Consegna
Trascrivi senza alcuna modifica la parte del brano sul rispetto che comincia con le parole contenenti "La conversazione filosofica" e si chiude con "tutela dell’eguale rispetto.".

===== Brano fornito =====

La conversazione filosofica tra questi autori sta per concludersi, ma immaginiamo che  all’improvviso uno di loro si metta a ridere semplicemente perché trova un atteggiamento o un  atto degli altri comico. Con l’atto del ridere sta mancando di rispetto nei confronti dei suoi  interlocutori? E quest’ultimi si sentono derisi? L’umorismo potrebbe essere una minaccia per l’eguale rispetto? Esso, ritiene Elizabeth Telfer, è ciò che è fuori del senso di appropriatezza e in  molte situazioni può essere interpretato come un non-rispetto, soprattutto in ambito pubblico,  ma in altre può essere visto come una tutela dell’eguale rispetto.  

Il dialogo lascia al lettore le seguenti questioni aperte: come può il rispetto, nelle parole di Veca,  diventare un ideale politico e morale per la vita democratica? Le risposte al quesito “perché  l’eguaglianza” possono dare risposte univoche all’interrogativo “eguaglianza di che cosa”? In  termini generali, il problema legato al rispetto è quello di formulare categorie e analisi per la  diversità, si potrebbe dire, reciproca. Dopotutto, Fernando Pessoa scriveva: “La costante  trasformazione di ogni cosa avviene anche nel nostro corpo e, di conseguenza, anche nel nostro  cervello […] Essere coerenti è una malattia, un difetto atavico, che forse risale all’epoca degli  animali preistorici, al cui stadio evolutivo una tale disgrazia sarebbe del tutto naturale” (F.  Pessoa, Cronache della vita che passa [1915], a cura di P. Collo, Passigli Editori, Firenze 2008,  pp. 29- 30).

===== Righe fornite =====

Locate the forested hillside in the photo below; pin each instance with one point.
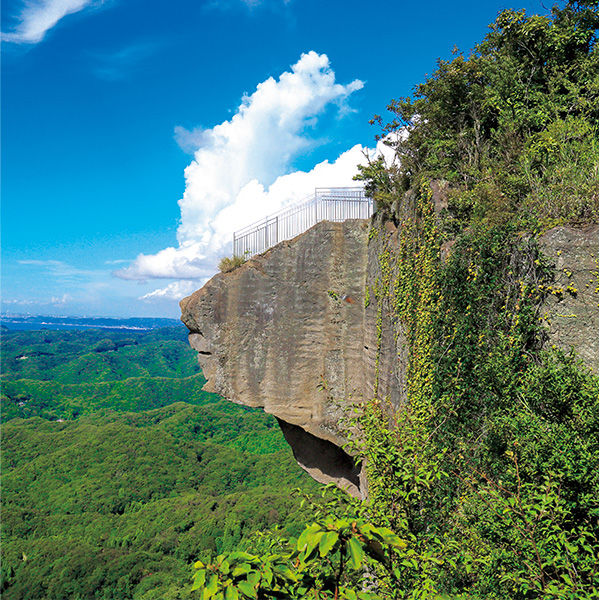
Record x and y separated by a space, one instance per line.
484 483
111 484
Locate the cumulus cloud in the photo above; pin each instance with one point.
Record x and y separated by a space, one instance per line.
173 291
242 169
39 16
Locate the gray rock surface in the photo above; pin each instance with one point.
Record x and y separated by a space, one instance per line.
572 315
293 331
286 332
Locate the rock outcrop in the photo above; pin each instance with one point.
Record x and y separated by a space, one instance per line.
294 331
286 332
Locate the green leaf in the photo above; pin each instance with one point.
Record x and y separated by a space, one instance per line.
356 553
327 541
199 579
211 586
246 588
231 593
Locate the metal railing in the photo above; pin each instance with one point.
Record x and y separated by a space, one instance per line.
326 204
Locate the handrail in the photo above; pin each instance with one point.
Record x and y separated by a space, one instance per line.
325 204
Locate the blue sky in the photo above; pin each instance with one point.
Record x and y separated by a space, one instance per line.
137 135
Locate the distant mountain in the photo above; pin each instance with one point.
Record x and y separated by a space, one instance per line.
46 322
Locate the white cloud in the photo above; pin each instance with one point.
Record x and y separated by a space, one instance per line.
241 172
173 291
39 16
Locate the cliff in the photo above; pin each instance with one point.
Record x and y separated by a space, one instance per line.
297 331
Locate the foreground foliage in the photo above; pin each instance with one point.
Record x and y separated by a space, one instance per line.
488 472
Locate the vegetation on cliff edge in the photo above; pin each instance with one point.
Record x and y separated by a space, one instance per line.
484 484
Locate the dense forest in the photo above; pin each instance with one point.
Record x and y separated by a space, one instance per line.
118 471
484 484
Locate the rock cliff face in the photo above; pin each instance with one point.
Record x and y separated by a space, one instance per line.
293 331
286 332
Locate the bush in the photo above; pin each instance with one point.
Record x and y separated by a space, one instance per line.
230 263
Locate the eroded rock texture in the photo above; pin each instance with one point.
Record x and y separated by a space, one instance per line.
572 317
295 332
286 332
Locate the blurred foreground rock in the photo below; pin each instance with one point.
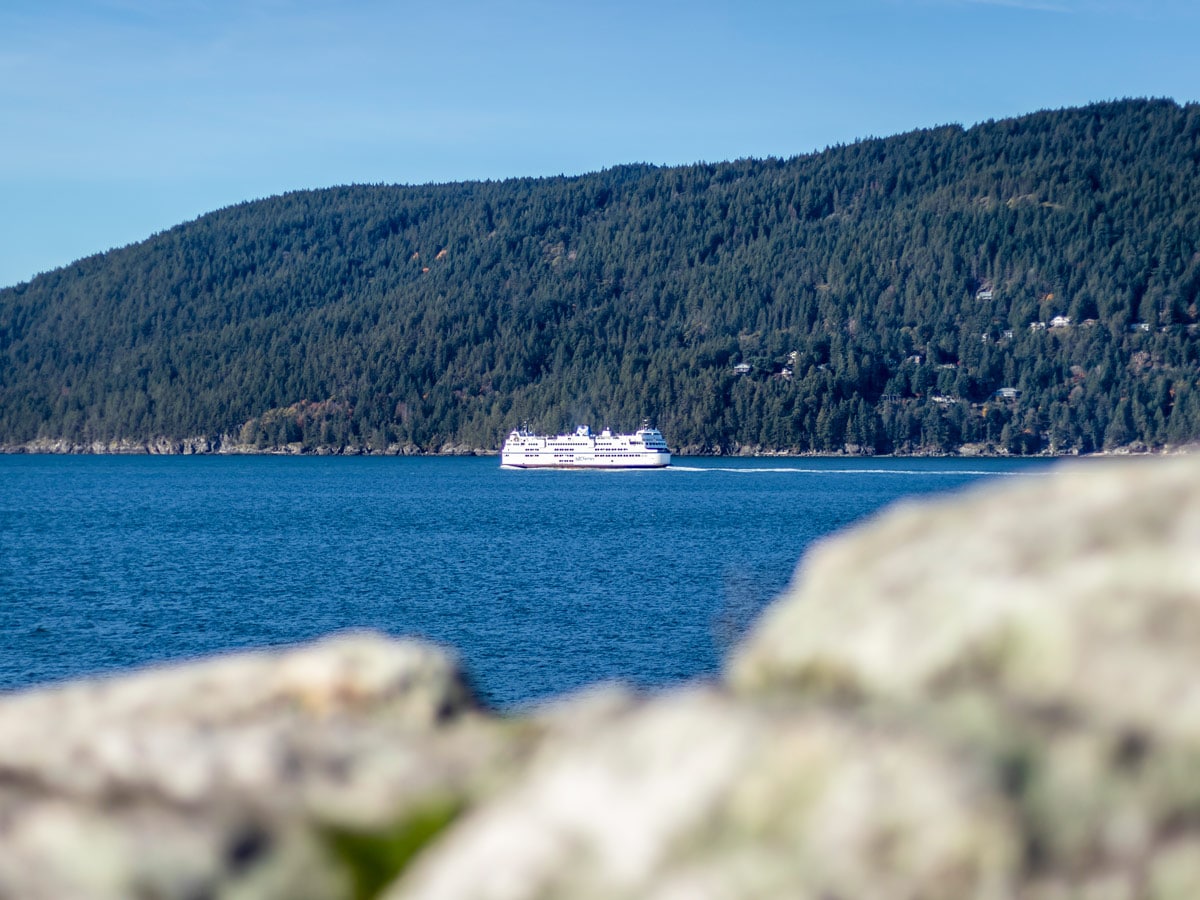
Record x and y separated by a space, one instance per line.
988 696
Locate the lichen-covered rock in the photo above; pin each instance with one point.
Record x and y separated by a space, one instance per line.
696 796
1051 627
226 778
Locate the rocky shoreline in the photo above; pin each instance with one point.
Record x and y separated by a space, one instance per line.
990 696
226 445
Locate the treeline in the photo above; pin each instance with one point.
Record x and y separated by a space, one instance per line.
876 297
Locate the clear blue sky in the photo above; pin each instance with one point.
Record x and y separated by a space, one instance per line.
121 118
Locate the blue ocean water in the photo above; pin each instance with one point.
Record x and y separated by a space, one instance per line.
543 581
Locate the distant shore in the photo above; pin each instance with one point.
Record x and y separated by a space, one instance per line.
227 447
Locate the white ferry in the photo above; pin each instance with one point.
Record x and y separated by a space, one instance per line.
645 449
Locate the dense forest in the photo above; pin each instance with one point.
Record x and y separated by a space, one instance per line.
1024 286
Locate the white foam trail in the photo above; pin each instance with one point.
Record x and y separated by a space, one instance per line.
796 471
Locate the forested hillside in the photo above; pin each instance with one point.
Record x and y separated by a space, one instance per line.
877 295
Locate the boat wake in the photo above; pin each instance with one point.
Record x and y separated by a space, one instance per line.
804 471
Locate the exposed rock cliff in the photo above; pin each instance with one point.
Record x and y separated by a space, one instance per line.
988 696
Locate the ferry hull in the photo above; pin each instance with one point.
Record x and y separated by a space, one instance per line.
646 449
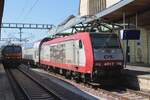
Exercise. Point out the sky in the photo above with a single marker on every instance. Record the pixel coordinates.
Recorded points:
(111, 2)
(36, 11)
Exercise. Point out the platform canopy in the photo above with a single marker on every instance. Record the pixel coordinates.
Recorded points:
(1, 9)
(130, 8)
(138, 10)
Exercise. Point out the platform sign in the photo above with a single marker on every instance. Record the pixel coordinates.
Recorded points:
(130, 34)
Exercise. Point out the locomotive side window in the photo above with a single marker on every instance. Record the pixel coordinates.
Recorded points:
(80, 44)
(105, 41)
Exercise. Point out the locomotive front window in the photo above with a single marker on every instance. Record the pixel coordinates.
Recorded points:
(105, 41)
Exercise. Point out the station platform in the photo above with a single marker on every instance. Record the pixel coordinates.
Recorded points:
(5, 89)
(137, 76)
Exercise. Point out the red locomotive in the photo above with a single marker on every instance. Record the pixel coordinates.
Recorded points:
(85, 56)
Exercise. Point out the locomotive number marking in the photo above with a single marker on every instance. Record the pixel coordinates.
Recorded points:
(108, 57)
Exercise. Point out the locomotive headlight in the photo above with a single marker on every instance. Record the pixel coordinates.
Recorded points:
(119, 63)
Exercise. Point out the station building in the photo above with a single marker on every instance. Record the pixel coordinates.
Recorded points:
(133, 14)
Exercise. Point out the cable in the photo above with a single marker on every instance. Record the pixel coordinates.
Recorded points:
(23, 9)
(29, 11)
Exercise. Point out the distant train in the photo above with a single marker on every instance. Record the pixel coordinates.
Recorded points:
(11, 54)
(83, 56)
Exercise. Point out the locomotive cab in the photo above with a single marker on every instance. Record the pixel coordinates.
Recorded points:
(107, 53)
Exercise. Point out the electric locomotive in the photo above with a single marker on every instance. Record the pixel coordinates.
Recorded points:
(11, 54)
(84, 56)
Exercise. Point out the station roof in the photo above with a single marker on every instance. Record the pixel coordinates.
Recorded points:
(1, 9)
(130, 7)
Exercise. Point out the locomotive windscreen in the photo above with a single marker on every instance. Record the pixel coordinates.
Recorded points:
(104, 41)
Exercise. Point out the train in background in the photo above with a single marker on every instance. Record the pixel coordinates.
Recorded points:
(84, 56)
(11, 54)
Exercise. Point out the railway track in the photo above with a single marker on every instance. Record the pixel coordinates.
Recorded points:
(108, 94)
(31, 88)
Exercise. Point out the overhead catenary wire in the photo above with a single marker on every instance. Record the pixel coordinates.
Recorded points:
(31, 8)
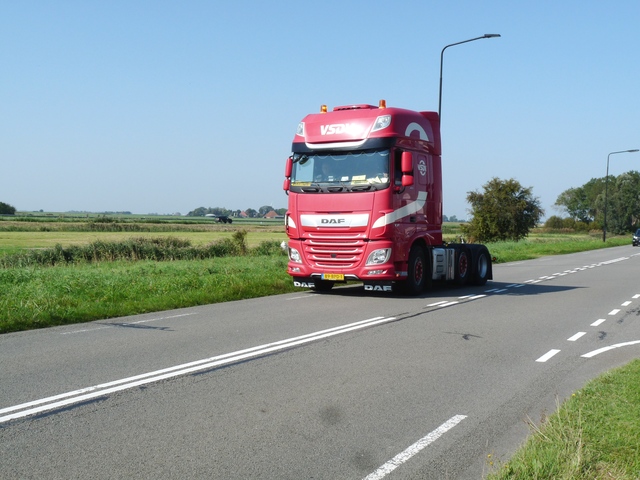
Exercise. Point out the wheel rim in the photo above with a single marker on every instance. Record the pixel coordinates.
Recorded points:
(482, 266)
(418, 271)
(463, 265)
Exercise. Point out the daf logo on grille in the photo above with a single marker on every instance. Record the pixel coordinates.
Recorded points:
(333, 221)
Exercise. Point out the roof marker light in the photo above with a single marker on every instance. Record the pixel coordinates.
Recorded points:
(382, 122)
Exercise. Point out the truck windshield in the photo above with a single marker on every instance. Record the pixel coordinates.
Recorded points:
(353, 171)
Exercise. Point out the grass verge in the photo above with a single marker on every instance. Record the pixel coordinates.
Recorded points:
(592, 436)
(36, 297)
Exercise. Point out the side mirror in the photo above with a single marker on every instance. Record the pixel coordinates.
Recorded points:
(406, 164)
(407, 180)
(288, 167)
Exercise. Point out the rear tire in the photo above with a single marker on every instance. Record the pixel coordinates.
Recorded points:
(463, 266)
(482, 267)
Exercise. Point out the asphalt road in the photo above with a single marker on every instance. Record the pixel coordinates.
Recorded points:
(346, 385)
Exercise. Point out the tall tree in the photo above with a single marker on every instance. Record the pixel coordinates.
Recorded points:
(504, 211)
(581, 203)
(623, 203)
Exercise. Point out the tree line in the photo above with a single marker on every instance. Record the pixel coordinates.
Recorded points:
(505, 210)
(249, 212)
(585, 206)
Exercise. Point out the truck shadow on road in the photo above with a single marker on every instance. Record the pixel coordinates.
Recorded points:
(444, 289)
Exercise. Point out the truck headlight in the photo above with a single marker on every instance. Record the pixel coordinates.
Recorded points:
(294, 255)
(380, 256)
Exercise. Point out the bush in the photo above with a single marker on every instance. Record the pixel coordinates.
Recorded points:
(141, 248)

=====

Risposta
La conversazione filosofica tra questi autori sta per concludersi, ma immaginiamo che  all’improvviso uno di loro si metta a ridere semplicemente perché trova un atteggiamento o un  atto degli altri comico. Con l’atto del ridere sta mancando di rispetto nei confronti dei suoi  interlocutori? E quest’ultimi si sentono derisi? L’umorismo potrebbe essere una minaccia per l’eguale rispetto? Esso, ritiene Elizabeth Telfer, è ciò che è fuori del senso di appropriatezza e in  molte situazioni può essere interpretato come un non-rispetto, soprattutto in ambito pubblico,  ma in altre può essere visto come una tutela dell’eguale rispetto.